[ASSIGNED TASK] Return the data exactly, but only from the line containing "One marker per instance, written like [(510, 322)]." through its last line.

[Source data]
[Start of Attachment]

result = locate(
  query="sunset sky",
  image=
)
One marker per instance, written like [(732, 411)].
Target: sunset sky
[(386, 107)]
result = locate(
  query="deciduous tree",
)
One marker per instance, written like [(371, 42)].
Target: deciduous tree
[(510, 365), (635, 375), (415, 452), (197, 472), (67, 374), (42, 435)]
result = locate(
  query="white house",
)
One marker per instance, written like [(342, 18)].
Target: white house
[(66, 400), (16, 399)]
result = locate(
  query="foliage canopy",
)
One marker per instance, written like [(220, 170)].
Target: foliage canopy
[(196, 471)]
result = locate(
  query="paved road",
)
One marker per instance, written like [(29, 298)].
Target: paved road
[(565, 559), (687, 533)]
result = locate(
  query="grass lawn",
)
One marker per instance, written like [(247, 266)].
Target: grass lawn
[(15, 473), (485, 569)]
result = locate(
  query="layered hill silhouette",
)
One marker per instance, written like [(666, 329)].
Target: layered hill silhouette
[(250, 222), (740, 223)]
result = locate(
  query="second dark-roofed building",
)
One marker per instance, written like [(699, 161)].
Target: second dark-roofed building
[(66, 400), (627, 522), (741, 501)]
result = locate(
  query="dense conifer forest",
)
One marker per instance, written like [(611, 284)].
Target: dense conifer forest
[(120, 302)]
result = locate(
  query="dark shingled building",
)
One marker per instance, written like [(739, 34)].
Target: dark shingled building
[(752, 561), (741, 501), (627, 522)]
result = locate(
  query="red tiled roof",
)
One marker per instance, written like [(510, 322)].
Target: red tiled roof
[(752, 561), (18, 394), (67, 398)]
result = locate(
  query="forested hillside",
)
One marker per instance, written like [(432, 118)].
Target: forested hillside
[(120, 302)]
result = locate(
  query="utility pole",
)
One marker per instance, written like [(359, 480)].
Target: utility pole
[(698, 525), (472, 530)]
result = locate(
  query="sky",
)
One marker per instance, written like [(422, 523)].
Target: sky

[End of Attachment]

[OUTPUT BELOW]
One marker per instance, written like [(510, 322)].
Target: red tiled roof
[(752, 561), (18, 394), (67, 398)]
result = locate(
  query="forested hillside",
)
One marker per instance, written like [(432, 118)].
Target: forested hillside
[(120, 302)]
result = locate(
  query="utility pole",
)
One marker per instance, written like [(359, 480)].
Target: utility pole
[(698, 525), (472, 530)]
result = locate(
  query="sky",
)
One marker per instance, written like [(422, 523)].
Target: sky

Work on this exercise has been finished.